__Exercise prompt__.
Below are records; reproduce exactly the lines from the one containing "# point at: dark stained" through the end, both included, and only those.

[Part of a data file]
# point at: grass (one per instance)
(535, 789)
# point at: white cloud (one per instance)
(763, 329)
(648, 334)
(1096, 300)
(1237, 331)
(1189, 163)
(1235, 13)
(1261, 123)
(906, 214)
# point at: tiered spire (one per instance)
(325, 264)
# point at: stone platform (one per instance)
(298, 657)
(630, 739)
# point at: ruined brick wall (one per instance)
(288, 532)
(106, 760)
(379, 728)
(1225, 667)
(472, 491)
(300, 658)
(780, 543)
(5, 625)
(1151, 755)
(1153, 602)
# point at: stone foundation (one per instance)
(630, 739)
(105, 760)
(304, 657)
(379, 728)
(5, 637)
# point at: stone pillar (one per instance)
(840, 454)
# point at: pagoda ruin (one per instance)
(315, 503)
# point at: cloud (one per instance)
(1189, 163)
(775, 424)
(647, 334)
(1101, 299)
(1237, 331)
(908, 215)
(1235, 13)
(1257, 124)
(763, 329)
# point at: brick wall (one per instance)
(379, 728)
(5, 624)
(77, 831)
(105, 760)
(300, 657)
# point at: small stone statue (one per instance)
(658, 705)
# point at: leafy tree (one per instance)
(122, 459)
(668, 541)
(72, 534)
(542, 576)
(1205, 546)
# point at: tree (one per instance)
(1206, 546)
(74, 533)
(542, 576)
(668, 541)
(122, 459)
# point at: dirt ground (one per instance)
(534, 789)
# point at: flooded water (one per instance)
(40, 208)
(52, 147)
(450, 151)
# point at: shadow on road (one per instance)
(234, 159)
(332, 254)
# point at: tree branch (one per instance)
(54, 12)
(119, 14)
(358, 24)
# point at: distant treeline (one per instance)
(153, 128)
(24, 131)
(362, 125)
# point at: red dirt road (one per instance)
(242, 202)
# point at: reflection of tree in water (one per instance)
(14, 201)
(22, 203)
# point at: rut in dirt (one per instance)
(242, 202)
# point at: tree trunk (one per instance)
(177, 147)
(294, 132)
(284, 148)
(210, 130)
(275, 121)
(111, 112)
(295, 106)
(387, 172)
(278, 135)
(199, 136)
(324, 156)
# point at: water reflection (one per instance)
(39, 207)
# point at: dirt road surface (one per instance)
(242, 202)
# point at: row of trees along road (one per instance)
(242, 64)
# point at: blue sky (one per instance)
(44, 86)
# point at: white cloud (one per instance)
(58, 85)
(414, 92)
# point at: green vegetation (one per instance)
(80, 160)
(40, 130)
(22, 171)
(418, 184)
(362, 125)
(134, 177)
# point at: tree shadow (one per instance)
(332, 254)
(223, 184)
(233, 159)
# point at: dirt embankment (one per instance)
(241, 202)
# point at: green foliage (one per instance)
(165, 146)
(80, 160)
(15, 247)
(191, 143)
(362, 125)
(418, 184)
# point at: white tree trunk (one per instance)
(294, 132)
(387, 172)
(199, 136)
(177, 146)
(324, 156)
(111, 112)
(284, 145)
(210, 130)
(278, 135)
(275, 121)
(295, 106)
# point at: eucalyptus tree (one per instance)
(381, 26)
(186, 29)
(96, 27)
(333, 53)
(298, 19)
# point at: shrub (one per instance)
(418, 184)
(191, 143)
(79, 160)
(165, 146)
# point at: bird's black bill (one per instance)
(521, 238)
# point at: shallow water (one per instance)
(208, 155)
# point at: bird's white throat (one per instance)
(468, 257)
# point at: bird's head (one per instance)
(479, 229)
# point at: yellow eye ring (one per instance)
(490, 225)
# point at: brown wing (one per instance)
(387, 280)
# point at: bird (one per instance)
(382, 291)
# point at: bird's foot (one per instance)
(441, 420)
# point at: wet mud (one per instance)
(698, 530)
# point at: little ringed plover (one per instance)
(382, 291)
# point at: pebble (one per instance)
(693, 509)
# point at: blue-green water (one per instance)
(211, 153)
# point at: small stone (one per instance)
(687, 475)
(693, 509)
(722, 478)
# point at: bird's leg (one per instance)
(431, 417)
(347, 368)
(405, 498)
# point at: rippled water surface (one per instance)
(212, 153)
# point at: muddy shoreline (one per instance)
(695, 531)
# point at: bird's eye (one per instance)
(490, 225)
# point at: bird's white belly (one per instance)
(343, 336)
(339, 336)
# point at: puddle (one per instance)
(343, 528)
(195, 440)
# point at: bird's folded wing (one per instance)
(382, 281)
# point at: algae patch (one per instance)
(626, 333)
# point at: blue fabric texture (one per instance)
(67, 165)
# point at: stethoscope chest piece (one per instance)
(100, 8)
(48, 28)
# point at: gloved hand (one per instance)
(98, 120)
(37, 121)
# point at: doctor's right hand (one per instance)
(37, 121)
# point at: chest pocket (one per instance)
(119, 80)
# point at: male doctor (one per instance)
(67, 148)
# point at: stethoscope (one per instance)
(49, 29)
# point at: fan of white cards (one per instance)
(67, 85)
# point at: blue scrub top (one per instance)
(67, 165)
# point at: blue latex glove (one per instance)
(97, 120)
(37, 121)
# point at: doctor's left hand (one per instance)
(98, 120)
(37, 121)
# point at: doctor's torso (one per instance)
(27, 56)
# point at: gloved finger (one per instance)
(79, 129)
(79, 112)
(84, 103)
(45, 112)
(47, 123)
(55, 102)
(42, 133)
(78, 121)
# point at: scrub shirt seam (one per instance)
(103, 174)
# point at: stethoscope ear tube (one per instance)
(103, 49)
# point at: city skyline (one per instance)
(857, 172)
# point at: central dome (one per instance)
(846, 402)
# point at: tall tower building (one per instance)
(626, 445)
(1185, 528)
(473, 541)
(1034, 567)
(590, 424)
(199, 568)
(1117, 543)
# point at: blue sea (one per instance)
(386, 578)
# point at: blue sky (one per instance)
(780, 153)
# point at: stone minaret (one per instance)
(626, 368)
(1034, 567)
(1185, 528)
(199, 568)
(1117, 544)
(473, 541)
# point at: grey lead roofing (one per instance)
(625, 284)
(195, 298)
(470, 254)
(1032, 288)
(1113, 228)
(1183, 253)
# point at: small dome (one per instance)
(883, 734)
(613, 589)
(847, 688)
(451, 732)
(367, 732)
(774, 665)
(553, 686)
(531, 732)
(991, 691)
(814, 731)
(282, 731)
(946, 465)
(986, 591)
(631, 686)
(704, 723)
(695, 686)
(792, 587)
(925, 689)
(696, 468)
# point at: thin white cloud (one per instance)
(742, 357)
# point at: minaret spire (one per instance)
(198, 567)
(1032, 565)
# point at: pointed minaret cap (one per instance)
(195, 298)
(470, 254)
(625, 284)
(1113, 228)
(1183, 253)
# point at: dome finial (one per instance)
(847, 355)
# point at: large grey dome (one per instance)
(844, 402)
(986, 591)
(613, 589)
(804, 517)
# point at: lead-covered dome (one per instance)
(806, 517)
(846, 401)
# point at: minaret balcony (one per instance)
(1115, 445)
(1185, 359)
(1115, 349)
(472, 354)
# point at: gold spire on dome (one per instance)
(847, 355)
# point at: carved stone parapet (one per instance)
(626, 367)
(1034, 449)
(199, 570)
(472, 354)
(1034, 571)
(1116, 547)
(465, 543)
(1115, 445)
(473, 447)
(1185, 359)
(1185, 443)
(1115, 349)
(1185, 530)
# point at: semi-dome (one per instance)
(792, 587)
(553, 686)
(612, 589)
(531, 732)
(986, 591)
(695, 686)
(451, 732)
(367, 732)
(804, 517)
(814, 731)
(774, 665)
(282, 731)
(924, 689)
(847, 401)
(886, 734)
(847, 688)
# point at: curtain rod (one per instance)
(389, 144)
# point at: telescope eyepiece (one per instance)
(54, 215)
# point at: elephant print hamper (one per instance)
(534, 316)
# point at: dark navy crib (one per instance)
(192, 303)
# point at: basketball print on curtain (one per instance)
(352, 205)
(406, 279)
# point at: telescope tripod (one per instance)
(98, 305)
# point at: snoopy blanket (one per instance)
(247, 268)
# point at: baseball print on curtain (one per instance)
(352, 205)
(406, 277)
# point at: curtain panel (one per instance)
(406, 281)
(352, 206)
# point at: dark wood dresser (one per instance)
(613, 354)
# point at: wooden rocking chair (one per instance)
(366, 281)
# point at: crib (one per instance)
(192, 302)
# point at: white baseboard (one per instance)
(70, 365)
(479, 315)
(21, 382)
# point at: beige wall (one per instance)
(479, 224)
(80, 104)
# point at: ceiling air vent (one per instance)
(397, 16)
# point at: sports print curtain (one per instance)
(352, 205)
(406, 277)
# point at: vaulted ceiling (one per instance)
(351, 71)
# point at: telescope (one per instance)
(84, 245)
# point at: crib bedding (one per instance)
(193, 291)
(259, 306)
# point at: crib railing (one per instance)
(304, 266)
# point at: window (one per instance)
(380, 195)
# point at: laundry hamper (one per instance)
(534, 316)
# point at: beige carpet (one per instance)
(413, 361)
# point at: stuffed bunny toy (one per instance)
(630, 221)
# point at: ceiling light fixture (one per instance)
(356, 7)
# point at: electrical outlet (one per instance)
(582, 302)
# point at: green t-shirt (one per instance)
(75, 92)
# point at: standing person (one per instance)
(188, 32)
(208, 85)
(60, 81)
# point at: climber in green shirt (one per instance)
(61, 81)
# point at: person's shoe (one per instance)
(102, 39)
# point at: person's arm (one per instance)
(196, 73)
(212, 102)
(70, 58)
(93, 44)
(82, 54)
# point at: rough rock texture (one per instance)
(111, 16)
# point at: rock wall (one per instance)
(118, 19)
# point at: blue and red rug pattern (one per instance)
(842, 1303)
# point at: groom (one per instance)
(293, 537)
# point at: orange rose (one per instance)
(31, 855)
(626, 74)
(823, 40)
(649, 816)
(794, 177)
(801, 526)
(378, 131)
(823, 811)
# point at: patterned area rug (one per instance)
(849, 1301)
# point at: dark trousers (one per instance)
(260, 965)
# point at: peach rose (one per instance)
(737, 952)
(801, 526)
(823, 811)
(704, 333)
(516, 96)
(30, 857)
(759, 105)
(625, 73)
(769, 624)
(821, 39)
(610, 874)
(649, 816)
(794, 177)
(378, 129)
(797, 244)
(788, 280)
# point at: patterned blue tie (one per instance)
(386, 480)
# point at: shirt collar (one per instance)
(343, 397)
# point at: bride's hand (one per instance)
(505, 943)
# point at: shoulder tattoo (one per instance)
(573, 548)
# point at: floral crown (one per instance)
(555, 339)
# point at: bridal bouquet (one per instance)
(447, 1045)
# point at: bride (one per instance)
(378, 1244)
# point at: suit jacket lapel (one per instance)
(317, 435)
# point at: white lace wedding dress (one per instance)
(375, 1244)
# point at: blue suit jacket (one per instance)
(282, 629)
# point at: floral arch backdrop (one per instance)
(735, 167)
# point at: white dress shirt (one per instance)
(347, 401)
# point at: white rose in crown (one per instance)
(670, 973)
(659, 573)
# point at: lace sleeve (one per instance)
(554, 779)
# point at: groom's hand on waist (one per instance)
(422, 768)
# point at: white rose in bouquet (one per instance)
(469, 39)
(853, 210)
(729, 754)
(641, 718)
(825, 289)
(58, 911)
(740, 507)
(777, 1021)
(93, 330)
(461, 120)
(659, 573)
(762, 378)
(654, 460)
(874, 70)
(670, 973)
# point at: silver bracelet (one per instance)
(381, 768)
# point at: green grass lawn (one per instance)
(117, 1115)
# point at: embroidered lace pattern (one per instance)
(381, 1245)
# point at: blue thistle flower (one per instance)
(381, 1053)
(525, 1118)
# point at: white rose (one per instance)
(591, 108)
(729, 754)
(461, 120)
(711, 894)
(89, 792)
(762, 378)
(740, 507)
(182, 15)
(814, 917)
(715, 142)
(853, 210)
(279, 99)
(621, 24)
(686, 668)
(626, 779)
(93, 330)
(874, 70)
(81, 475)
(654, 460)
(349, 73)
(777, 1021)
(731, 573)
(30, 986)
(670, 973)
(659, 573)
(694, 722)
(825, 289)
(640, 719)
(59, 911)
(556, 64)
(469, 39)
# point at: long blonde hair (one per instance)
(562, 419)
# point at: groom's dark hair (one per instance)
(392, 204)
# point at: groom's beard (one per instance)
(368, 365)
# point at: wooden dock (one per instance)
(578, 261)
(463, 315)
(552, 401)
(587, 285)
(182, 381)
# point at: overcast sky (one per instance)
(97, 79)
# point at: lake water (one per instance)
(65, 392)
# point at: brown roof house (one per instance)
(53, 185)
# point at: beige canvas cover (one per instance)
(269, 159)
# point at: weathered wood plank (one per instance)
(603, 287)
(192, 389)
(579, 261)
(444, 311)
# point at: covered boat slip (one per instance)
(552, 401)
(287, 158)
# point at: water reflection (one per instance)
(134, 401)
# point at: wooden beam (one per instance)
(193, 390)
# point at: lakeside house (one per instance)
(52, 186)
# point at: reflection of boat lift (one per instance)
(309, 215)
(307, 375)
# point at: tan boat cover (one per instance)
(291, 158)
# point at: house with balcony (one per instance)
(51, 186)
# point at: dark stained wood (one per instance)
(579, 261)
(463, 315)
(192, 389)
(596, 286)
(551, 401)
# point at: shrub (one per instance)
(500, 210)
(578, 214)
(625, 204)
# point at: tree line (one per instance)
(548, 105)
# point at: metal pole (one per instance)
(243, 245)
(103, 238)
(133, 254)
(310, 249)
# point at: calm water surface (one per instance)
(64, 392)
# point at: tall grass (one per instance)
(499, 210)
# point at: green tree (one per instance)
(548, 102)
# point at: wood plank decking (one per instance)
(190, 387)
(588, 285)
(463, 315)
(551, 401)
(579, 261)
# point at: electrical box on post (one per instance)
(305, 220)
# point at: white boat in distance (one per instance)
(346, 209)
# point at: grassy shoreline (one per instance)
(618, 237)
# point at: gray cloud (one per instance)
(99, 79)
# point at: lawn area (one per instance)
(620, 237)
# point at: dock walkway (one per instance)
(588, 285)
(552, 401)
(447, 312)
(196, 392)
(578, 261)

__Task response__.
# point at: dark stained wood (one per instance)
(579, 261)
(463, 315)
(192, 389)
(596, 286)
(551, 401)
# point at: shrub (one per instance)
(500, 210)
(578, 214)
(625, 204)
# point at: tree line (one per instance)
(548, 105)
# point at: metal pole (one per instance)
(243, 245)
(103, 238)
(133, 254)
(310, 249)
# point at: calm water surface (one per instance)
(64, 392)
# point at: tall grass (one per instance)
(499, 210)
# point at: green tree (one per instance)
(548, 102)
# point at: wood plank decking (one per instance)
(190, 387)
(588, 285)
(463, 315)
(551, 401)
(579, 261)
# point at: electrical box on post (one per instance)
(305, 220)
# point at: white boat in distance (one per instance)
(346, 209)
# point at: grassy shoreline (one per instance)
(618, 237)
# point at: gray cloud (one per instance)
(99, 79)
# point at: lawn area (one per instance)
(620, 237)
# point at: dock walkway (one per instance)
(588, 285)
(552, 401)
(447, 312)
(196, 392)
(578, 261)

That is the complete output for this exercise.